__Dataset items__.

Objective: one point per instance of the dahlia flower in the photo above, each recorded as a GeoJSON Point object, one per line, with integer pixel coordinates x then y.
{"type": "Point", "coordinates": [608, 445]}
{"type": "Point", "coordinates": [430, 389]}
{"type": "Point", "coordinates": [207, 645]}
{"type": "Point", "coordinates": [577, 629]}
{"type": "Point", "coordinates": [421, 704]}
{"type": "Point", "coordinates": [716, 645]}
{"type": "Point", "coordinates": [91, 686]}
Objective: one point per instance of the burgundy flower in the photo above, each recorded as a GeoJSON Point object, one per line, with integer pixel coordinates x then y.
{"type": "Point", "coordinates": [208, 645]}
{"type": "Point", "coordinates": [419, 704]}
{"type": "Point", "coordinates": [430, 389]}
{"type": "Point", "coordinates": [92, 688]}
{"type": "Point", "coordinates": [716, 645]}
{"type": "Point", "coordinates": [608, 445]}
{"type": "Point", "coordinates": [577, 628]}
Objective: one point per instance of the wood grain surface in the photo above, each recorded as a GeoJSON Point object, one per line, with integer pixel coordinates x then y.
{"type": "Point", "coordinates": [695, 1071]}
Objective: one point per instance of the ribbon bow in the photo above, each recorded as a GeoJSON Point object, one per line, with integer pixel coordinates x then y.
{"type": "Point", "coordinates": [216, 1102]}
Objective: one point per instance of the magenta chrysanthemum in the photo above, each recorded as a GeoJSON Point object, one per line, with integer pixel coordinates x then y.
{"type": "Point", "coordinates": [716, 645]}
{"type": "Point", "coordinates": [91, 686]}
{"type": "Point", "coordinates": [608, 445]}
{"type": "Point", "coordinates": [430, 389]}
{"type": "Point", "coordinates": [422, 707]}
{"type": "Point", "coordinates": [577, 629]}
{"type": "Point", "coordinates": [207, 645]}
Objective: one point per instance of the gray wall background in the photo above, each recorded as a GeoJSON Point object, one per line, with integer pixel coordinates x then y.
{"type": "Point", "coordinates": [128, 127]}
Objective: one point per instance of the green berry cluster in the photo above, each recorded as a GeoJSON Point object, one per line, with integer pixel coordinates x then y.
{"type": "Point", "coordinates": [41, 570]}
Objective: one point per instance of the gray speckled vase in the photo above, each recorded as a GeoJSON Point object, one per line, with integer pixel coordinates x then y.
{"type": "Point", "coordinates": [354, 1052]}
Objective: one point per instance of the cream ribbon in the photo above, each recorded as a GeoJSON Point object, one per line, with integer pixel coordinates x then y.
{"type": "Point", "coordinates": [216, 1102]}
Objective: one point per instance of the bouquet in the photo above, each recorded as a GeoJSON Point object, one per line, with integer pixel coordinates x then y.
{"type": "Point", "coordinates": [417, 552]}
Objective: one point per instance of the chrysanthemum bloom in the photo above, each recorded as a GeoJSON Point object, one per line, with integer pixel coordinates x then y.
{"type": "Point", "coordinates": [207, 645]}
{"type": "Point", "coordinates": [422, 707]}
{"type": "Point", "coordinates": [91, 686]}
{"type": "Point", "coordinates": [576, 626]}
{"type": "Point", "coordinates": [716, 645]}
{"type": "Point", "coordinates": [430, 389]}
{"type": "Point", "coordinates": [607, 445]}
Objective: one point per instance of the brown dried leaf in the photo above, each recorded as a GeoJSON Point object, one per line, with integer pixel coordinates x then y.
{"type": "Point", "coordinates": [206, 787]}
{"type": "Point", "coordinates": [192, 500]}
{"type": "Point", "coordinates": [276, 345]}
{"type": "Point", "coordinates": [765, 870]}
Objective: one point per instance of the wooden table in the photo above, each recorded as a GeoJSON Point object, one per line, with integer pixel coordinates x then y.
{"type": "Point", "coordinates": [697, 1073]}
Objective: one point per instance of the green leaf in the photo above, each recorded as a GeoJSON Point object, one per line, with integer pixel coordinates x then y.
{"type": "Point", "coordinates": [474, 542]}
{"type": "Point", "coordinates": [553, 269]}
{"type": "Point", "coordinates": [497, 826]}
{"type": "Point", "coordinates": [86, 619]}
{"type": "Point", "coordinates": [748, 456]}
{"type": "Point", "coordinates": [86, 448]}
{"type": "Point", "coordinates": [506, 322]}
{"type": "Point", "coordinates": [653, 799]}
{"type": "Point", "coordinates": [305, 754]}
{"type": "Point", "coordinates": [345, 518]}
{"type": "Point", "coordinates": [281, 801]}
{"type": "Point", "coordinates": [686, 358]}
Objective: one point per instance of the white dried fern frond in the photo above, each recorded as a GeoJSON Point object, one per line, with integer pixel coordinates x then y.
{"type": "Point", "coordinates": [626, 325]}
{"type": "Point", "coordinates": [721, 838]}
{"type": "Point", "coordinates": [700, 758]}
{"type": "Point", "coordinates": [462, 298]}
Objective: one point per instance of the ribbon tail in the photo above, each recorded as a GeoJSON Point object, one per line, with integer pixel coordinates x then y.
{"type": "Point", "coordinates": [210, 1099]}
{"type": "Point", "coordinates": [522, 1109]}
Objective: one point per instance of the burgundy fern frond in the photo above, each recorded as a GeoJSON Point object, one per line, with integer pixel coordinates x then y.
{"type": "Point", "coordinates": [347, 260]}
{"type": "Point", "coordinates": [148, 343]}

__EXERCISE TASK__.
Look above for the line that holds "Objective: one point per instance of the white", then copy it and each line after it exactly, through the last line of the data.

__SOLUTION__.
Objective: one point per instance of the white dried fern frond in the photo above, each recorded as a GeoJSON Point object, one per line, with integer pixel coordinates x then y.
{"type": "Point", "coordinates": [626, 325]}
{"type": "Point", "coordinates": [721, 838]}
{"type": "Point", "coordinates": [700, 758]}
{"type": "Point", "coordinates": [462, 298]}
Objective: one point per instance of the ribbon tail in the photo above, each recorded as a GeoJSON Point object, one per line, with integer pixel coordinates x then y.
{"type": "Point", "coordinates": [210, 1099]}
{"type": "Point", "coordinates": [522, 1109]}
Objective: one point per instance of the burgundy fern frond in the photo above, each recorded as a GeoJSON Point object, one per line, with integer pixel coordinates x then y.
{"type": "Point", "coordinates": [347, 260]}
{"type": "Point", "coordinates": [148, 343]}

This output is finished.